Put the rows below into a JSON list of strings, one string per line, skipping blank lines and leaving out the pictures.

====== DATA EXTRACT ======

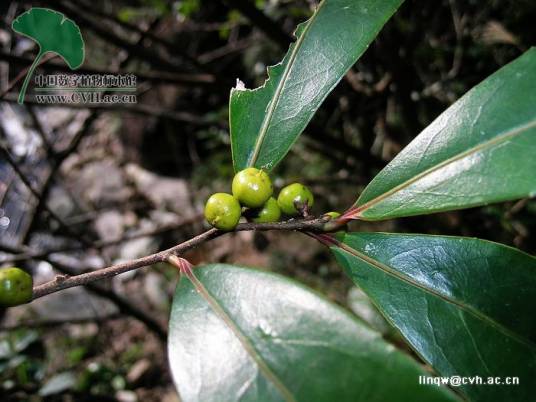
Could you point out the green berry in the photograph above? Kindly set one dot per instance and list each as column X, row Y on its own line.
column 270, row 212
column 252, row 187
column 16, row 287
column 293, row 197
column 222, row 211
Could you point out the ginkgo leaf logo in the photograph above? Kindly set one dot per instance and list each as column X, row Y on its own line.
column 53, row 32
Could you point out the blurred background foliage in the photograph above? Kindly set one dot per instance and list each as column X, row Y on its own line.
column 132, row 179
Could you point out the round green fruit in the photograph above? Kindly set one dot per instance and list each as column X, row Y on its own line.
column 222, row 211
column 252, row 187
column 270, row 212
column 295, row 197
column 16, row 287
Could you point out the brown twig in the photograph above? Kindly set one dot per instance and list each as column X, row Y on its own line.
column 98, row 245
column 62, row 282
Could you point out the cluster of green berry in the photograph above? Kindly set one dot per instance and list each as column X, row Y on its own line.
column 253, row 189
column 16, row 287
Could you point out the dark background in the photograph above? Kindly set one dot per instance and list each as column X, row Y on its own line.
column 132, row 179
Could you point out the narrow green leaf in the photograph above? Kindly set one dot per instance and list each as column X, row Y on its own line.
column 465, row 305
column 265, row 122
column 257, row 336
column 480, row 150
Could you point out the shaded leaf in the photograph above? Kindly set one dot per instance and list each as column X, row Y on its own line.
column 465, row 305
column 279, row 341
column 266, row 121
column 53, row 32
column 479, row 151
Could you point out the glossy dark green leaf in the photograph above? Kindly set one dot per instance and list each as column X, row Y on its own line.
column 465, row 305
column 53, row 32
column 265, row 122
column 279, row 341
column 480, row 150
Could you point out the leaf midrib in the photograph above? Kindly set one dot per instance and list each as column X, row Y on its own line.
column 469, row 309
column 277, row 94
column 242, row 338
column 496, row 140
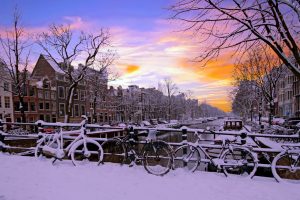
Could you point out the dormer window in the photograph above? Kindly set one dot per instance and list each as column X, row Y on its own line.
column 46, row 84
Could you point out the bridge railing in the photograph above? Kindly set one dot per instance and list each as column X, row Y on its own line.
column 97, row 132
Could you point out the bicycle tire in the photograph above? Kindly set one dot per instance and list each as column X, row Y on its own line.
column 187, row 157
column 93, row 154
column 38, row 152
column 282, row 167
column 114, row 151
column 238, row 156
column 157, row 158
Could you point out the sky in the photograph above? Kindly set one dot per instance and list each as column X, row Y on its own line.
column 149, row 45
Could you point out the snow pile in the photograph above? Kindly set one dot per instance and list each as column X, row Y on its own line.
column 30, row 178
column 18, row 131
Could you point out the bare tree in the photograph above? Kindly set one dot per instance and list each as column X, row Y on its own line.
column 244, row 98
column 64, row 48
column 15, row 52
column 97, row 77
column 265, row 71
column 170, row 90
column 240, row 25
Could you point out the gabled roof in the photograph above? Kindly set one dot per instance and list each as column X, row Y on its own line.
column 53, row 64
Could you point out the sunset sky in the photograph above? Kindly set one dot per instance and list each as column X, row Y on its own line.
column 150, row 47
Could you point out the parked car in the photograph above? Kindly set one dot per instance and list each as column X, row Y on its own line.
column 291, row 122
column 233, row 125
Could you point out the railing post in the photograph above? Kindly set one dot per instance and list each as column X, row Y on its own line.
column 184, row 140
column 2, row 148
column 1, row 125
column 40, row 128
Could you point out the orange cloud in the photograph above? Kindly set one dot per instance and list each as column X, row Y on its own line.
column 132, row 68
column 222, row 104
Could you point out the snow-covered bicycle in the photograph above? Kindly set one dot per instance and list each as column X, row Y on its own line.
column 81, row 149
column 286, row 165
column 156, row 155
column 232, row 159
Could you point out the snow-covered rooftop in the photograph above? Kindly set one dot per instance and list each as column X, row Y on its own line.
column 36, row 179
column 54, row 65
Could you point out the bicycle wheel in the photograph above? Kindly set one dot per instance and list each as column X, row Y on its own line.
column 286, row 167
column 88, row 152
column 187, row 157
column 47, row 141
column 239, row 161
column 157, row 158
column 114, row 151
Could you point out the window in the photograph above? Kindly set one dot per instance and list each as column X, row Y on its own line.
column 54, row 118
column 31, row 91
column 6, row 86
column 17, row 106
column 76, row 110
column 47, row 118
column 53, row 106
column 7, row 102
column 47, row 94
column 53, row 96
column 83, row 110
column 41, row 117
column 32, row 106
column 61, row 92
column 47, row 105
column 41, row 106
column 61, row 77
column 76, row 97
column 61, row 109
column 46, row 84
column 82, row 95
column 40, row 94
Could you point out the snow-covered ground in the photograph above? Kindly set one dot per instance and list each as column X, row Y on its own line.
column 26, row 178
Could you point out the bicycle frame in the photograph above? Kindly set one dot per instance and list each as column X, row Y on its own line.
column 226, row 145
column 59, row 138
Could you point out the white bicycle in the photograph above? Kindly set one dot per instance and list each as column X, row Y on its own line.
column 286, row 165
column 81, row 149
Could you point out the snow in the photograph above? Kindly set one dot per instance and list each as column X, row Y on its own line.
column 36, row 179
column 54, row 65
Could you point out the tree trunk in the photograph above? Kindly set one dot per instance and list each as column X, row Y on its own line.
column 94, row 110
column 22, row 110
column 69, row 102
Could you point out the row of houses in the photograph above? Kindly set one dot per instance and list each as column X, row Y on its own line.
column 287, row 95
column 45, row 94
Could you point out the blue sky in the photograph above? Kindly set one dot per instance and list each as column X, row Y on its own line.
column 149, row 46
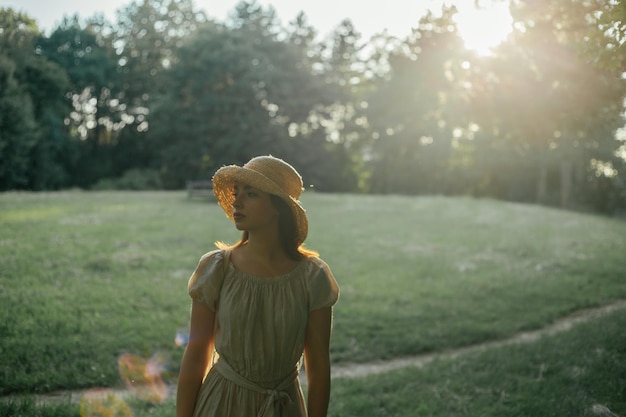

======

◆ **ANSWER TO THE PROBLEM**:
[
  "Could you point out the green berry in the photograph above? Kindly set one dot per instance and list each as column X, row Y on its own line.",
  "column 270, row 212",
  "column 252, row 187",
  "column 16, row 287",
  "column 293, row 197",
  "column 222, row 211",
  "Could you point out the ginkgo leaf logo in the photograph above? Kindly set one dot per instance and list each as column X, row Y on its own line.",
  "column 53, row 32",
  "Could you point out the blurred background foliage in the photograph above? Kindly set one dot per instance and list each as column X, row Y on its own line.",
  "column 132, row 179",
  "Could you point out the round green fruit in the photograph above? Kindly set one dot per instance and list each as column X, row Y on its own line.",
  "column 222, row 211",
  "column 252, row 187",
  "column 270, row 212",
  "column 295, row 197",
  "column 16, row 287",
  "Could you point out the brown twig in the photograph above? Kindly set one dot per instance and list each as column X, row Y on its own line.",
  "column 98, row 245",
  "column 62, row 282",
  "Could you point out the cluster of green berry in the photograph above? Kindly set one dot per instance and list each as column X, row Y on its own line.",
  "column 253, row 189",
  "column 16, row 287",
  "Could you point out the dark background in the photograph above? Kindly set one dot per instance and list each as column X, row Y on its own line.",
  "column 132, row 179",
  "Could you point out the narrow green leaf in the photograph above? Kindly set one dot per instance and list each as column X, row Y on its own line.",
  "column 465, row 305",
  "column 265, row 122",
  "column 257, row 336",
  "column 480, row 150",
  "Could you point out the shaded leaf in the photograph above? Kindly set one dot per instance and list each as column X, row Y on its own line.",
  "column 465, row 305",
  "column 279, row 341",
  "column 266, row 121",
  "column 53, row 32",
  "column 479, row 151",
  "Could you point out the glossy dark green leaf in the photograph above? Kindly set one dot per instance and list each as column X, row Y on its own line.",
  "column 465, row 305",
  "column 53, row 32",
  "column 265, row 122",
  "column 279, row 341",
  "column 480, row 150",
  "Could you point out the leaf midrib in the photograph above? Kindly set one dot per instance and list each as column X, row Y on its own line.",
  "column 469, row 309",
  "column 277, row 94",
  "column 242, row 338",
  "column 496, row 140",
  "Could you point out the dormer window in the photograph above? Kindly set one dot per instance and list each as column X, row Y on its own line.",
  "column 46, row 84",
  "Could you point out the bridge railing in the photograph above? Kindly set one dot per instance and list each as column X, row Y on its own line.",
  "column 97, row 132",
  "Could you point out the bicycle tire in the photograph above? Kindly set one dot per instance and list each as column X, row Y on its own line.",
  "column 187, row 157",
  "column 93, row 154",
  "column 38, row 152",
  "column 282, row 167",
  "column 114, row 151",
  "column 238, row 156",
  "column 157, row 158",
  "Could you point out the sky in the photograph above? Kindly set one dot per instance and list each as column X, row Y on its own line.",
  "column 149, row 45",
  "Could you point out the snow pile in the photograph above? Kindly set one dot per instance and list each as column X, row Y on its own line.",
  "column 30, row 178",
  "column 18, row 131",
  "Could you point out the bare tree in the photograph above? Kindly set one dot per instance and list each as column X, row Y on its own line.",
  "column 244, row 98",
  "column 64, row 48",
  "column 15, row 52",
  "column 97, row 77",
  "column 265, row 71",
  "column 170, row 90",
  "column 240, row 25",
  "Could you point out the gabled roof in the photograph above? Kindly set one dot per instance and list each as column X, row Y on its own line.",
  "column 53, row 64",
  "Could you point out the sunset sky in the photograph above? Kindly set one dot per instance and list each as column X, row Y on its own line.",
  "column 150, row 47",
  "Could you point out the parked car in the photograph above? Kindly set one dot per instance and list each as column X, row Y on its own line.",
  "column 291, row 122",
  "column 233, row 125",
  "Could you point out the railing post in the photograph above? Kindly set one dot per instance and list each as column X, row Y on its own line.",
  "column 184, row 140",
  "column 2, row 148",
  "column 1, row 125",
  "column 40, row 128",
  "Could you point out the orange cloud in the photograph above? Kindly set one dot per instance and list each as column X, row Y on its own line.",
  "column 132, row 68",
  "column 222, row 104",
  "Could you point out the snow-covered bicycle in the photograph above? Kindly set one dot per instance and list each as column X, row Y on its own line.",
  "column 81, row 149",
  "column 286, row 165",
  "column 156, row 155",
  "column 232, row 159",
  "Could you point out the snow-covered rooftop in the photograph above? Kindly set one dot per instance and list each as column X, row Y on its own line.",
  "column 36, row 179",
  "column 54, row 65",
  "Could you point out the bicycle wheel in the photograph above? Kindly set one dot per instance and list each as column X, row Y on its own line.",
  "column 286, row 167",
  "column 88, row 152",
  "column 187, row 157",
  "column 47, row 141",
  "column 239, row 161",
  "column 157, row 158",
  "column 114, row 151",
  "Could you point out the window in the photograph above? Kindly set one dot per instance and list each as column X, row Y on its own line.",
  "column 54, row 118",
  "column 31, row 91",
  "column 6, row 86",
  "column 17, row 106",
  "column 76, row 110",
  "column 47, row 118",
  "column 53, row 106",
  "column 7, row 102",
  "column 47, row 94",
  "column 53, row 96",
  "column 83, row 110",
  "column 41, row 117",
  "column 32, row 106",
  "column 61, row 92",
  "column 47, row 105",
  "column 41, row 106",
  "column 61, row 77",
  "column 76, row 97",
  "column 61, row 109",
  "column 46, row 84",
  "column 82, row 95",
  "column 40, row 94",
  "Could you point out the snow-covered ground in the photograph above? Kindly set one dot per instance and list each as column X, row Y on its own line.",
  "column 26, row 178",
  "Could you point out the bicycle frame in the photograph above? Kindly set one dot per instance and list each as column X, row Y on its own line.",
  "column 226, row 145",
  "column 59, row 138",
  "Could you point out the white bicycle in the photograph above? Kindly set one dot per instance and list each as column X, row Y on its own line.",
  "column 286, row 165",
  "column 81, row 149",
  "Could you point out the snow in the photograph above? Kindly set one dot per instance and list each as column X, row Y on its own line.",
  "column 36, row 179",
  "column 54, row 65",
  "Could you point out the tree trunk in the photograph above? Kindly set one dot per instance and list each as column X, row Y on its own line.",
  "column 94, row 110",
  "column 22, row 110",
  "column 69, row 102",
  "Could you point out the row of houses in the photograph above? Kindly set one dot per instance and list each as column X, row Y on its own line.",
  "column 287, row 95",
  "column 45, row 94",
  "Could you point out the blue sky in the photograph above? Kindly set one dot per instance and list each as column X, row Y on its own line.",
  "column 149, row 46"
]